#### [Requirements]
Convert every line of the entries below into a JSON list of strings, one string per line, skipping blank lines. Leave out the pictures.

#### [Materials provided]

--- start ---

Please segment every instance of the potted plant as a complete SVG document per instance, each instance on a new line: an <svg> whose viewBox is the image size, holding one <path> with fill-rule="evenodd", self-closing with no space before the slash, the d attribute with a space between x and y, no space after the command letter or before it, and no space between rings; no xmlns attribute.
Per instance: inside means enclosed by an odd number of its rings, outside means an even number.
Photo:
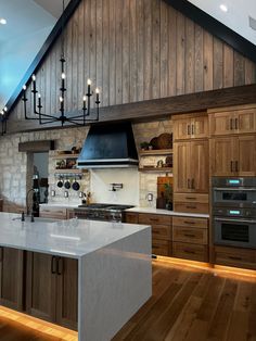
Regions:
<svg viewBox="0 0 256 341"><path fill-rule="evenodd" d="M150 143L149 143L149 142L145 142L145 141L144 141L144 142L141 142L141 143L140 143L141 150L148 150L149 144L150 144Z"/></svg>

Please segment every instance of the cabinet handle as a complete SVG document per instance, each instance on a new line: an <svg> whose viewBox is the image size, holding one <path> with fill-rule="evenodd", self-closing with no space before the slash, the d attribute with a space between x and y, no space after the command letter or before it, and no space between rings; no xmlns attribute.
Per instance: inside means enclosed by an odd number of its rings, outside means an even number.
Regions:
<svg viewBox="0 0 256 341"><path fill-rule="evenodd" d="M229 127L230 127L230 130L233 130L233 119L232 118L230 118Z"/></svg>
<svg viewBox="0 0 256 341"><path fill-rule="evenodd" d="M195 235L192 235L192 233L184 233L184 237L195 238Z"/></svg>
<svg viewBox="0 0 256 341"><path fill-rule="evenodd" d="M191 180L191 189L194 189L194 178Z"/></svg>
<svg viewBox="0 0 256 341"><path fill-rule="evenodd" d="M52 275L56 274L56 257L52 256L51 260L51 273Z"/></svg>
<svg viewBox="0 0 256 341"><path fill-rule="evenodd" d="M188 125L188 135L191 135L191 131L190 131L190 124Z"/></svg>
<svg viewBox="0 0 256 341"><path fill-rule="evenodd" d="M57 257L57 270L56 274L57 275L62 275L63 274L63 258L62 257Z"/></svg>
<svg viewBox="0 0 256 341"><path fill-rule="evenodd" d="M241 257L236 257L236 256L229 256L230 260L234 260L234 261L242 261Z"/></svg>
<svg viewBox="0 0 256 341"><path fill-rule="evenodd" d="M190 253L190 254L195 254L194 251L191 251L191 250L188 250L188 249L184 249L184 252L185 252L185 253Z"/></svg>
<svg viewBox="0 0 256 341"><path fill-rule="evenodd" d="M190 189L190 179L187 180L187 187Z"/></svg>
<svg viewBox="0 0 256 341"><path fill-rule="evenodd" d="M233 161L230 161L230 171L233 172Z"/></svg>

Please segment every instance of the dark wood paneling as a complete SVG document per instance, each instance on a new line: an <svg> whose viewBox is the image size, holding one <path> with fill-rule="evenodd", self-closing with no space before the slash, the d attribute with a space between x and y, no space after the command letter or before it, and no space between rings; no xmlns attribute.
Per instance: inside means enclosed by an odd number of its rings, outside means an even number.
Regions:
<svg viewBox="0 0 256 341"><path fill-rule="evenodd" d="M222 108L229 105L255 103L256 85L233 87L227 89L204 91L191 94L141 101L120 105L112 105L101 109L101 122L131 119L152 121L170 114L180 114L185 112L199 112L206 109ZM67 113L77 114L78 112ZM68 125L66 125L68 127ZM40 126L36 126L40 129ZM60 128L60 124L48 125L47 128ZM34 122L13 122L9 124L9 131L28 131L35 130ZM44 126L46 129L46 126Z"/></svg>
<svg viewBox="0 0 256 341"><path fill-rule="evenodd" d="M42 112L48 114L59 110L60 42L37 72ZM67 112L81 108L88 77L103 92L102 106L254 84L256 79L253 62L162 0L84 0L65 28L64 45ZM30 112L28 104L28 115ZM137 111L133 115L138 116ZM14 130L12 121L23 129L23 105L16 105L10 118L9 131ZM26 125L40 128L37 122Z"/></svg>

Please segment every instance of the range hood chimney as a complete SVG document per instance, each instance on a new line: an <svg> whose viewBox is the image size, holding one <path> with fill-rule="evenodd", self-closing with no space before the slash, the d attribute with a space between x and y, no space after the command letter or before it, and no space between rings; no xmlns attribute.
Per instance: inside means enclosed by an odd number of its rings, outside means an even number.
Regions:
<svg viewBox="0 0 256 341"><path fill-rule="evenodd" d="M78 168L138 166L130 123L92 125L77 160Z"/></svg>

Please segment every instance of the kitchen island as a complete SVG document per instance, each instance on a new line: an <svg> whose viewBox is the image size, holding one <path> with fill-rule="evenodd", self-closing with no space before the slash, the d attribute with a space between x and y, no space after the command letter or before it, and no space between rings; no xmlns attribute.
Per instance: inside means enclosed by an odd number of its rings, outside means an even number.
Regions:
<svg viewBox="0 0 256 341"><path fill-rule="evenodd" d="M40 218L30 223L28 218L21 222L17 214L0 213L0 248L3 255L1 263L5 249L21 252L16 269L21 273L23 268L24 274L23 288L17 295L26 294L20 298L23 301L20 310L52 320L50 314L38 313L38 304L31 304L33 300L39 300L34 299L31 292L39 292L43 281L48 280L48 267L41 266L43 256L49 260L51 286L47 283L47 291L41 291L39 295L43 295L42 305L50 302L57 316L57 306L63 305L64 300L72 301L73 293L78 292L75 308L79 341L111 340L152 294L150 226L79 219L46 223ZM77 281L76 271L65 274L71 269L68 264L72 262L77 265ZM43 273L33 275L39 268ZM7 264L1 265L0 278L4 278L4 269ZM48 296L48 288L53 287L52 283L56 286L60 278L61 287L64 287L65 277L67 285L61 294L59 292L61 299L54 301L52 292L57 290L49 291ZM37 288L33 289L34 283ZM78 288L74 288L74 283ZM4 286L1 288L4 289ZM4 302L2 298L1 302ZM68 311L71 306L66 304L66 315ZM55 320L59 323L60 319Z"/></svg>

--- end ---

#### [Correct response]
[
  "Please segment every instance of the potted plant as a complete SVG document per instance, each instance on a new line: an <svg> whose viewBox is the image size, holding one <path> with fill-rule=\"evenodd\", self-closing with no space before the slash, the d attribute with a space between x and y, no space after the command letter or before it, and no space between rings; no xmlns attribute.",
  "Per instance: inside means enclosed by an odd number of its rings, outside means an even number.",
  "Photo:",
  "Regions:",
  "<svg viewBox=\"0 0 256 341\"><path fill-rule=\"evenodd\" d=\"M150 143L149 143L149 142L145 142L145 141L144 141L144 142L141 142L141 143L140 143L141 150L148 150L149 144L150 144Z\"/></svg>",
  "Please segment every instance of the cabinet handle as a complete SVG document per instance, each instance on a new line: an <svg> whose viewBox is the image size, holding one <path> with fill-rule=\"evenodd\", self-closing with no space before the slash, the d attribute with a space between x and y, no space after the command letter or before it, and no space between rings; no xmlns attribute.",
  "Per instance: inside means enclosed by an odd number of its rings, outside means an even number.",
  "Regions:",
  "<svg viewBox=\"0 0 256 341\"><path fill-rule=\"evenodd\" d=\"M229 127L230 127L230 130L233 130L233 119L232 118L230 118Z\"/></svg>",
  "<svg viewBox=\"0 0 256 341\"><path fill-rule=\"evenodd\" d=\"M195 235L192 235L192 233L184 233L184 237L195 238Z\"/></svg>",
  "<svg viewBox=\"0 0 256 341\"><path fill-rule=\"evenodd\" d=\"M191 180L191 189L194 189L194 178Z\"/></svg>",
  "<svg viewBox=\"0 0 256 341\"><path fill-rule=\"evenodd\" d=\"M52 275L56 274L56 257L52 256L51 260L51 273Z\"/></svg>",
  "<svg viewBox=\"0 0 256 341\"><path fill-rule=\"evenodd\" d=\"M188 125L188 135L191 135L191 131L190 131L190 124Z\"/></svg>",
  "<svg viewBox=\"0 0 256 341\"><path fill-rule=\"evenodd\" d=\"M57 257L57 270L56 274L57 275L62 275L63 274L63 258L62 257Z\"/></svg>",
  "<svg viewBox=\"0 0 256 341\"><path fill-rule=\"evenodd\" d=\"M241 257L236 257L236 256L229 256L230 260L234 260L234 261L242 261Z\"/></svg>",
  "<svg viewBox=\"0 0 256 341\"><path fill-rule=\"evenodd\" d=\"M190 253L190 254L195 254L194 251L191 251L191 250L188 250L188 249L184 249L184 252L185 252L185 253Z\"/></svg>",
  "<svg viewBox=\"0 0 256 341\"><path fill-rule=\"evenodd\" d=\"M190 189L190 179L187 180L187 187Z\"/></svg>",
  "<svg viewBox=\"0 0 256 341\"><path fill-rule=\"evenodd\" d=\"M233 161L230 161L230 171L233 172Z\"/></svg>",
  "Please segment every instance of the dark wood paneling as a complete SVG document per instance, each instance on a new line: an <svg> whose viewBox is the image size, holding one <path> with fill-rule=\"evenodd\", self-closing with no space before the slash, the d attribute with a space between x and y, no space after the command letter or before it, and no space between rings; no xmlns attribute.",
  "Per instance: inside means enclosed by an odd number of its rings, outside means an even number.",
  "Regions:",
  "<svg viewBox=\"0 0 256 341\"><path fill-rule=\"evenodd\" d=\"M222 108L229 105L255 103L256 85L233 87L227 89L204 91L191 94L141 101L120 105L112 105L101 109L101 122L131 119L152 121L170 114L180 114L185 112L199 112L206 109ZM67 113L77 114L78 112ZM68 125L66 125L68 127ZM40 126L36 126L40 129ZM60 128L60 124L48 125L47 128ZM34 122L13 122L9 124L9 131L28 131L35 130ZM44 126L46 129L46 126Z\"/></svg>",
  "<svg viewBox=\"0 0 256 341\"><path fill-rule=\"evenodd\" d=\"M42 112L48 114L59 110L60 42L37 72ZM67 112L81 108L88 77L103 92L102 106L254 84L256 79L253 62L162 0L84 0L65 28L64 45ZM30 112L28 104L28 115ZM137 111L133 115L138 116ZM14 130L12 121L23 129L23 105L16 105L10 118L9 131ZM26 125L40 128L37 122Z\"/></svg>",
  "Please segment every instance of the range hood chimney as a complete SVG document per instance, each instance on a new line: an <svg> whose viewBox is the image size, holding one <path> with fill-rule=\"evenodd\", self-closing with no space before the slash, the d attribute with a space between x and y, no space after the command letter or before it, and no space between rings; no xmlns attribute.",
  "Per instance: inside means enclosed by an odd number of its rings, outside means an even number.",
  "Regions:",
  "<svg viewBox=\"0 0 256 341\"><path fill-rule=\"evenodd\" d=\"M78 168L138 166L130 123L92 125L77 160Z\"/></svg>",
  "Please segment every instance of the kitchen island as a complete SVG document per instance, each instance on a new line: an <svg> whose viewBox is the image size, holding one <path> with fill-rule=\"evenodd\", self-closing with no space before the slash, the d attribute with a space between x and y, no space after the command letter or before it, and no space between rings; no xmlns attribute.",
  "Per instance: inside means enclosed by an odd number of its rings, outside means an even number.",
  "Regions:",
  "<svg viewBox=\"0 0 256 341\"><path fill-rule=\"evenodd\" d=\"M40 218L30 223L28 218L21 222L17 214L0 213L0 248L3 255L1 263L5 249L21 252L16 269L21 273L23 268L24 274L23 288L17 295L26 294L20 298L23 301L20 310L52 320L50 314L38 313L38 304L31 304L33 300L39 300L34 299L31 292L39 292L43 281L48 280L48 267L41 266L43 256L49 260L51 286L47 283L47 291L41 291L39 295L43 295L42 305L50 302L57 316L57 306L63 305L64 300L72 301L73 293L78 292L75 308L79 341L111 340L152 294L150 226L79 219L46 223ZM77 281L76 271L65 274L71 269L68 264L72 262L77 265ZM43 273L33 275L39 268ZM7 264L1 265L0 278L4 278L4 269ZM48 296L48 288L53 287L52 283L56 286L60 278L61 287L64 287L65 277L67 285L61 294L59 292L61 299L54 301L52 292L57 290L49 291ZM37 288L33 289L34 283ZM78 288L74 288L74 283ZM4 286L1 288L4 289ZM4 302L2 298L1 302ZM68 311L71 306L66 304L66 315ZM55 320L59 323L60 319Z\"/></svg>"
]